The task: Count the lines in the material below that contain the string "jersey", and give only that number.

Supplied entries:
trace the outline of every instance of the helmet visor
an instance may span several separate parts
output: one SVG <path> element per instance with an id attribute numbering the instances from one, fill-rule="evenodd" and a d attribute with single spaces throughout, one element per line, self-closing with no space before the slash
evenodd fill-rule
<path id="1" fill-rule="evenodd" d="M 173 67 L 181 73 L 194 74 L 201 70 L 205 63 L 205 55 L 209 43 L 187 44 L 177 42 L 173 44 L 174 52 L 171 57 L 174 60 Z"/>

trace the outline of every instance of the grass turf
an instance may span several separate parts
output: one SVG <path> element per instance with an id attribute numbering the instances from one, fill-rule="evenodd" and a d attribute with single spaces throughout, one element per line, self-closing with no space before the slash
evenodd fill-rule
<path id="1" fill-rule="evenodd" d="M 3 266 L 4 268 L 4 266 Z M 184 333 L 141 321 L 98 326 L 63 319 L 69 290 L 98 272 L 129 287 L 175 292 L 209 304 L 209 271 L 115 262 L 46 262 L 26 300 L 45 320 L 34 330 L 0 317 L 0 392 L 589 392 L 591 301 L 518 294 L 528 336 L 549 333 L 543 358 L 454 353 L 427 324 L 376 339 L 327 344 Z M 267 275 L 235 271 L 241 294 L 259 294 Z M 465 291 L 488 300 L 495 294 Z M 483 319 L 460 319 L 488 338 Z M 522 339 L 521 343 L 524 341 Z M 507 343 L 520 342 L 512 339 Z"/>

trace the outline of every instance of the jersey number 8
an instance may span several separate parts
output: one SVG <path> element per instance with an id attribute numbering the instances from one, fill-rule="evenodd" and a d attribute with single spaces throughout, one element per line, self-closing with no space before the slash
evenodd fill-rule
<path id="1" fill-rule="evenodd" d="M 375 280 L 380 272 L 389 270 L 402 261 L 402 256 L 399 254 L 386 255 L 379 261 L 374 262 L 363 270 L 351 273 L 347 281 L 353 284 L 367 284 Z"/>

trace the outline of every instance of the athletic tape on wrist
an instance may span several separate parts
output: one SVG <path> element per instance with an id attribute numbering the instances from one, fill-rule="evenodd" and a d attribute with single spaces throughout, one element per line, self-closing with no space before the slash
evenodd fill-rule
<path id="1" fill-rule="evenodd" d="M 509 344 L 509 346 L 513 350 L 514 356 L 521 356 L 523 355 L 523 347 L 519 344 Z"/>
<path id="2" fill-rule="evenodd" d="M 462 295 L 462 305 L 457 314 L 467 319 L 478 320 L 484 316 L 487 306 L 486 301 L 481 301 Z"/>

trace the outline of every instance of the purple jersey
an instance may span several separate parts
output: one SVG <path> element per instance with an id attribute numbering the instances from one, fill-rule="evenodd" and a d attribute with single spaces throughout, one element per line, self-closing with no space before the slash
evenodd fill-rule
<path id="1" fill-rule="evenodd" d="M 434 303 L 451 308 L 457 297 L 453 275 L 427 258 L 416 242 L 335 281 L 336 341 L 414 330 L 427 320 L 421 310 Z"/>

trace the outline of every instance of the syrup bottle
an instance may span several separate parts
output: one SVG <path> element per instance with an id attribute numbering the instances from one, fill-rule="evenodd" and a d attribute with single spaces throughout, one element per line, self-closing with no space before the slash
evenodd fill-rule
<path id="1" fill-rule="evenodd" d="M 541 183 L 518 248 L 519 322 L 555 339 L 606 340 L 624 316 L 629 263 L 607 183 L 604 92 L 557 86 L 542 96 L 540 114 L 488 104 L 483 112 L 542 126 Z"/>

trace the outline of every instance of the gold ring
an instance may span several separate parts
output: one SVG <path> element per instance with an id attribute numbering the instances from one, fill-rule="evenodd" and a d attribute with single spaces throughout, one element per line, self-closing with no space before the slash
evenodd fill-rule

==

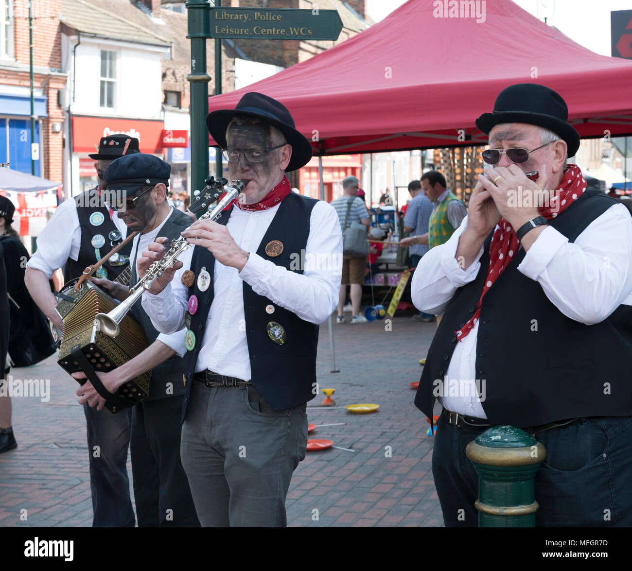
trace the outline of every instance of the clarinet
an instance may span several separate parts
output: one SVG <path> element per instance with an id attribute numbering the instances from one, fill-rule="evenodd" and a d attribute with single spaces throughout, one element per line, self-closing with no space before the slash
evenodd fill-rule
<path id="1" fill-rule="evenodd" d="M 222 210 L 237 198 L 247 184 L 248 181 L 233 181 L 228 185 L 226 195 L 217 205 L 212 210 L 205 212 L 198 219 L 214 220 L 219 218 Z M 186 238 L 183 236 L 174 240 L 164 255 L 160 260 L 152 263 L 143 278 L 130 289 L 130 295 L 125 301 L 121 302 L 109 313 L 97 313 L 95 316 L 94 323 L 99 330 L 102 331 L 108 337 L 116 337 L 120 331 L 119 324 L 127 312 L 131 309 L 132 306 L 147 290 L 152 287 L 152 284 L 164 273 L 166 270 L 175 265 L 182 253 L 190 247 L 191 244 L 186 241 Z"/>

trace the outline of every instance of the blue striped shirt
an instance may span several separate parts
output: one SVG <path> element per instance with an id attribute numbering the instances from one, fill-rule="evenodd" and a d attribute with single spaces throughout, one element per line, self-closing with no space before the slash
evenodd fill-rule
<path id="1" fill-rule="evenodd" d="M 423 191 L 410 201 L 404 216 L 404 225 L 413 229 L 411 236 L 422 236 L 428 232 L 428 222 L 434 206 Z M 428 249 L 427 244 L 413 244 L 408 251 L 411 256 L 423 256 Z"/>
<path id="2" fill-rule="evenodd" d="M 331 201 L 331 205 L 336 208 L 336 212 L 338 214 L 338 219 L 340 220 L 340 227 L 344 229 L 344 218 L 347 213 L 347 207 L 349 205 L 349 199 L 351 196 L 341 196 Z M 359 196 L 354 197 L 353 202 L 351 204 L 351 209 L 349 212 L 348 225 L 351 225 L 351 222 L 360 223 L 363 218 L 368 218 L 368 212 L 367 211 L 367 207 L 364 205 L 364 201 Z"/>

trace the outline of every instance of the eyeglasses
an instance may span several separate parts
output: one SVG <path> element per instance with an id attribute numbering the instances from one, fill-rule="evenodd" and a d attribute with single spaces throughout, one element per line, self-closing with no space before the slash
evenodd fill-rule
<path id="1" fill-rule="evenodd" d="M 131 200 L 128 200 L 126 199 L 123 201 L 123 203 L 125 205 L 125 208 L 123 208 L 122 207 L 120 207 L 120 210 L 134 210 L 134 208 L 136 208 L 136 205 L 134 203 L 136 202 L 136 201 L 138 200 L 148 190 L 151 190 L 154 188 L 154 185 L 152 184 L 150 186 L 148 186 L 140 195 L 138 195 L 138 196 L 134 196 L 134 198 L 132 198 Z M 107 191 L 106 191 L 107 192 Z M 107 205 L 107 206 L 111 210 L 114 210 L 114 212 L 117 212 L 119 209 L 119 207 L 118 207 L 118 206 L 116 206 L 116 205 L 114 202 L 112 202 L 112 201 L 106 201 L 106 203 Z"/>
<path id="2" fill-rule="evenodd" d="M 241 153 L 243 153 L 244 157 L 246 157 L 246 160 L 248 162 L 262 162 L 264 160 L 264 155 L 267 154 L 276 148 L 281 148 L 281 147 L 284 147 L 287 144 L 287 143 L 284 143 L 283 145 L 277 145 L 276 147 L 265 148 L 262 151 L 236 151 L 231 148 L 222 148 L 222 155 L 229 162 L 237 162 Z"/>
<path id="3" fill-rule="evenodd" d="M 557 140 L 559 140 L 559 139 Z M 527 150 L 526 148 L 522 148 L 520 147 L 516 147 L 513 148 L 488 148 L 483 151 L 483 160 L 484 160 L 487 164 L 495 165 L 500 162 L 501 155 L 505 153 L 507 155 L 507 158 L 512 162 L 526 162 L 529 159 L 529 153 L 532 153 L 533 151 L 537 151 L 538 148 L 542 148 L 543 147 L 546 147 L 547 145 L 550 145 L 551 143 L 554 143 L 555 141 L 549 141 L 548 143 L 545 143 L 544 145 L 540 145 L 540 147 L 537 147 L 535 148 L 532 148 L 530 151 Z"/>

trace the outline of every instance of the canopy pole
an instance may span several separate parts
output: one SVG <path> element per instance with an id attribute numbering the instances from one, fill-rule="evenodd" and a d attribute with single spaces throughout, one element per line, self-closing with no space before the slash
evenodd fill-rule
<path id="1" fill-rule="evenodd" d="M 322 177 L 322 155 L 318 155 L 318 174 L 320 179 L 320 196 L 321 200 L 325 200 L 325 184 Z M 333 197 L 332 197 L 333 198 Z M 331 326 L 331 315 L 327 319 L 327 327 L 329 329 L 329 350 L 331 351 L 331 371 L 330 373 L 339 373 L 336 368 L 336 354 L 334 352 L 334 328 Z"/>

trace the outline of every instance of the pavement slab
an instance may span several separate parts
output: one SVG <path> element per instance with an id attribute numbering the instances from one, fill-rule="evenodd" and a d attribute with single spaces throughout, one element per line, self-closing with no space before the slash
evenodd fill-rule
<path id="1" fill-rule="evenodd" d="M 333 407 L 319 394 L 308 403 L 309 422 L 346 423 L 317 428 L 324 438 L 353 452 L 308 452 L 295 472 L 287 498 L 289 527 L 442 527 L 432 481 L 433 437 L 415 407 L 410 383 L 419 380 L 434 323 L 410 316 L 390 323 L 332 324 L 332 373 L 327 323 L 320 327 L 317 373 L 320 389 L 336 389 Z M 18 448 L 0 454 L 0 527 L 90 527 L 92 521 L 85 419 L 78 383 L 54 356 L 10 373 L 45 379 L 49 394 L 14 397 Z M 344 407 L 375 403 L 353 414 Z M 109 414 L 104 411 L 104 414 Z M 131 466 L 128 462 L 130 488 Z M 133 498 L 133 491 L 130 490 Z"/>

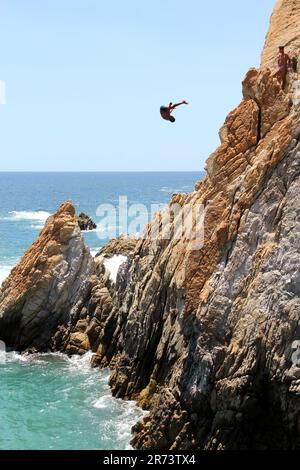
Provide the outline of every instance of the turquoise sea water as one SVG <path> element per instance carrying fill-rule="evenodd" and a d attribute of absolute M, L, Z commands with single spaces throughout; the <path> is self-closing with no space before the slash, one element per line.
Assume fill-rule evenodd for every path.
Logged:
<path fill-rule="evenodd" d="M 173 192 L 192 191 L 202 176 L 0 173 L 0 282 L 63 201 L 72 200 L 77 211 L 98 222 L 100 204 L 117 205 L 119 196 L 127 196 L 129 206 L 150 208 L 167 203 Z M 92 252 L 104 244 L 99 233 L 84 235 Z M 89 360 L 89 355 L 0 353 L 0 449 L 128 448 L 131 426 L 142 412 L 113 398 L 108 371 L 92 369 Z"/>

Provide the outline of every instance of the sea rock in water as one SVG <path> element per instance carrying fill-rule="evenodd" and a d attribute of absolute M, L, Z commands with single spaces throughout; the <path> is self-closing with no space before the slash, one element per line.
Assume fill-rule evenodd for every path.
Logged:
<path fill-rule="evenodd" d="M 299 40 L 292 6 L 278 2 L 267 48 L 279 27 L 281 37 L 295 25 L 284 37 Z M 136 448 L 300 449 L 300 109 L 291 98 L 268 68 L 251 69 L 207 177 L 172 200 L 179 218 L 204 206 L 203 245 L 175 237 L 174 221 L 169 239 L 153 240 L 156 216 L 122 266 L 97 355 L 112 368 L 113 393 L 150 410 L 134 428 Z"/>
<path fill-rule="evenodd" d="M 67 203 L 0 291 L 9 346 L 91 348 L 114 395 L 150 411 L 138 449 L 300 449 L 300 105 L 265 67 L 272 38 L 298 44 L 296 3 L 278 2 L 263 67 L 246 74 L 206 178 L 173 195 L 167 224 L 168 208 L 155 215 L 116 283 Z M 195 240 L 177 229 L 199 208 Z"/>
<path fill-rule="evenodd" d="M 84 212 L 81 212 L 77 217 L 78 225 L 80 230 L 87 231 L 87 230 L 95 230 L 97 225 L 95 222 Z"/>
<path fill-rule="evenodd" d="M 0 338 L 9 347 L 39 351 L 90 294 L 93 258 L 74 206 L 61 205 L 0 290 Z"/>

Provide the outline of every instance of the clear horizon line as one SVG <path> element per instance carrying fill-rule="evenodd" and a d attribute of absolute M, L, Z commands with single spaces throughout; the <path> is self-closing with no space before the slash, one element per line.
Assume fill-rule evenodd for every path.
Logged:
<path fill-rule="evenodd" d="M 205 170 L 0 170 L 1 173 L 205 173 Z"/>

* * *

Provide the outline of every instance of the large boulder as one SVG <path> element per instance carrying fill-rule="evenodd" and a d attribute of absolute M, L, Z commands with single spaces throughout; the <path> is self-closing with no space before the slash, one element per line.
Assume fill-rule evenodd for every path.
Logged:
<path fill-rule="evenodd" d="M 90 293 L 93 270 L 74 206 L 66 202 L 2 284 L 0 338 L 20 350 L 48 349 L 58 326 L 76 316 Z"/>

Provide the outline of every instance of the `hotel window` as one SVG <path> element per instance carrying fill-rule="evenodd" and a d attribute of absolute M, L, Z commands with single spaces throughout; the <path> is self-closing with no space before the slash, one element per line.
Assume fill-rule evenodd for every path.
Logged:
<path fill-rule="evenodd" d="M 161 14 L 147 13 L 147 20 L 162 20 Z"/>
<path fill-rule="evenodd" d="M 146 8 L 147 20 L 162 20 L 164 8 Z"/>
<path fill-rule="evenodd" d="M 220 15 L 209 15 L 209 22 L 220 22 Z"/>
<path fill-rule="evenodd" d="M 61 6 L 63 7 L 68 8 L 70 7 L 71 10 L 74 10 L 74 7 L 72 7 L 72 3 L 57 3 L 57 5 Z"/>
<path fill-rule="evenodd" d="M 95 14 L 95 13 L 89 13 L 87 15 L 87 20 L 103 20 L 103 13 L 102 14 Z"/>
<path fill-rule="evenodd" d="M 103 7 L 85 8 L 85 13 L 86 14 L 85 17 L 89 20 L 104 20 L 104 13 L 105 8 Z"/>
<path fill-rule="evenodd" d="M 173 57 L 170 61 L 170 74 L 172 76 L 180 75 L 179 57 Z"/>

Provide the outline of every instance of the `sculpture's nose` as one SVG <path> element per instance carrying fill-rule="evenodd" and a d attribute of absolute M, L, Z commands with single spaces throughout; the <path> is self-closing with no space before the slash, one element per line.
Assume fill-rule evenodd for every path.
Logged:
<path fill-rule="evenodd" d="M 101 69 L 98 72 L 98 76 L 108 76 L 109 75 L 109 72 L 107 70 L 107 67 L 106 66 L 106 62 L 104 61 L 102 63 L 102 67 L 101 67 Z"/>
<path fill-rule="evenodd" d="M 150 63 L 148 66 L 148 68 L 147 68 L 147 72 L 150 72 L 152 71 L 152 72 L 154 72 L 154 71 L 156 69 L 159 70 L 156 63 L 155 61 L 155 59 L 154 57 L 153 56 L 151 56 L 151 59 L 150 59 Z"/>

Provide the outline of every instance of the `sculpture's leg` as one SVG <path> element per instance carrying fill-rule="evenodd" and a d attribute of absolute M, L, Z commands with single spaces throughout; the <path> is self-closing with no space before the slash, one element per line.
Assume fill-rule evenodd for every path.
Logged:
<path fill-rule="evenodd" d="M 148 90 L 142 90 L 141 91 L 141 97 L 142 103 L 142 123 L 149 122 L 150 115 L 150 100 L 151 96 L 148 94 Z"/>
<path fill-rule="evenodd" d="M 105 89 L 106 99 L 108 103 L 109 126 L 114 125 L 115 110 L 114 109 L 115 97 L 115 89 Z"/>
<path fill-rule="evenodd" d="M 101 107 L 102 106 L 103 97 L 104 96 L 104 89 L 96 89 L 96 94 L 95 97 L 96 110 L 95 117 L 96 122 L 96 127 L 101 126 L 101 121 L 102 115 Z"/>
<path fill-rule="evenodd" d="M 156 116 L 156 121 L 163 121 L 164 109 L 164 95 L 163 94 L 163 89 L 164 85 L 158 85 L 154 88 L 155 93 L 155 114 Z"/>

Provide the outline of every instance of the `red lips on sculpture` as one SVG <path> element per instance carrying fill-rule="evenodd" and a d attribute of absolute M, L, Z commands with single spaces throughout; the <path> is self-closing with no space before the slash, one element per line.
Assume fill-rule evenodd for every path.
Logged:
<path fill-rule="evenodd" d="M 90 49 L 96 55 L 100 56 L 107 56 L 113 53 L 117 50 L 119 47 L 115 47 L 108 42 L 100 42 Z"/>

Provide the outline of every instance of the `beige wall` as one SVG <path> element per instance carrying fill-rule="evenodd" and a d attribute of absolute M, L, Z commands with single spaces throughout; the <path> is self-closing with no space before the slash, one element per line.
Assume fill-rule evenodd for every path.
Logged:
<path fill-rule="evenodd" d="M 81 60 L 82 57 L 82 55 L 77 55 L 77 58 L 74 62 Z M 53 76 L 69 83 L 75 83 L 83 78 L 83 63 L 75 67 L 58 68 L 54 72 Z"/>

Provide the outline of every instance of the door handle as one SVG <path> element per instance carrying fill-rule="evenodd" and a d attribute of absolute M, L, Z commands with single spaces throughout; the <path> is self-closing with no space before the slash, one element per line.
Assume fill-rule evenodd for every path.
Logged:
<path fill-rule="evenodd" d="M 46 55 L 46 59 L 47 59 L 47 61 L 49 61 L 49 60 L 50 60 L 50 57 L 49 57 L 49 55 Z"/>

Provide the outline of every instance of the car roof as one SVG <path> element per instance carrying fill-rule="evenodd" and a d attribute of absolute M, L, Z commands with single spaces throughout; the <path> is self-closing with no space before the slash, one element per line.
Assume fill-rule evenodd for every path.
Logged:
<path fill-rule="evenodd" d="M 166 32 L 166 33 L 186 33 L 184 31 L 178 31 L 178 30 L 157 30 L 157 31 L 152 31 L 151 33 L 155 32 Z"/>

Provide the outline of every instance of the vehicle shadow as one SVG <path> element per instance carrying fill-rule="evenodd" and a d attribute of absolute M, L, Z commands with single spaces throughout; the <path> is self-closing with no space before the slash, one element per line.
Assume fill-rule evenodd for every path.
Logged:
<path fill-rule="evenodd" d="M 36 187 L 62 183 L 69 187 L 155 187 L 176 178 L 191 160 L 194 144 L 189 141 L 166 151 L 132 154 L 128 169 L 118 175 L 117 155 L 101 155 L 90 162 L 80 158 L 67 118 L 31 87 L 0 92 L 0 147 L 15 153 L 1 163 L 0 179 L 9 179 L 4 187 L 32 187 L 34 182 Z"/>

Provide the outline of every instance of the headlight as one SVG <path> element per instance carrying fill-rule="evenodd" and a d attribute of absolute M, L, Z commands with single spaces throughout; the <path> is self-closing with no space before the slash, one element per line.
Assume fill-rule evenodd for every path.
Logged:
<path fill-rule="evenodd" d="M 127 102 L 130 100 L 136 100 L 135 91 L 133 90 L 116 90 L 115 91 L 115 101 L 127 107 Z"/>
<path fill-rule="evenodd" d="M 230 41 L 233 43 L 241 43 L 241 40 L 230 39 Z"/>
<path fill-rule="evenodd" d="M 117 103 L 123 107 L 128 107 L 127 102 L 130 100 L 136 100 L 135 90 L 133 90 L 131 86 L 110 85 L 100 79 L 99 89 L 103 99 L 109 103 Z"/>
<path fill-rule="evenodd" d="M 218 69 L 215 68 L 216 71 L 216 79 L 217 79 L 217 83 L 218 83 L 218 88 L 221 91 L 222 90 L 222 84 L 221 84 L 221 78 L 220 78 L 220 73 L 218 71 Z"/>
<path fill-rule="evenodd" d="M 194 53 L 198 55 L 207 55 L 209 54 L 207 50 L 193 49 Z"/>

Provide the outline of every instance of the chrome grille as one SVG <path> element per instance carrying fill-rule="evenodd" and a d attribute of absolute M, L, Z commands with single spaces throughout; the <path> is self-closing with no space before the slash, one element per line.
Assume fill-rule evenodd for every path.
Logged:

Written solution: 2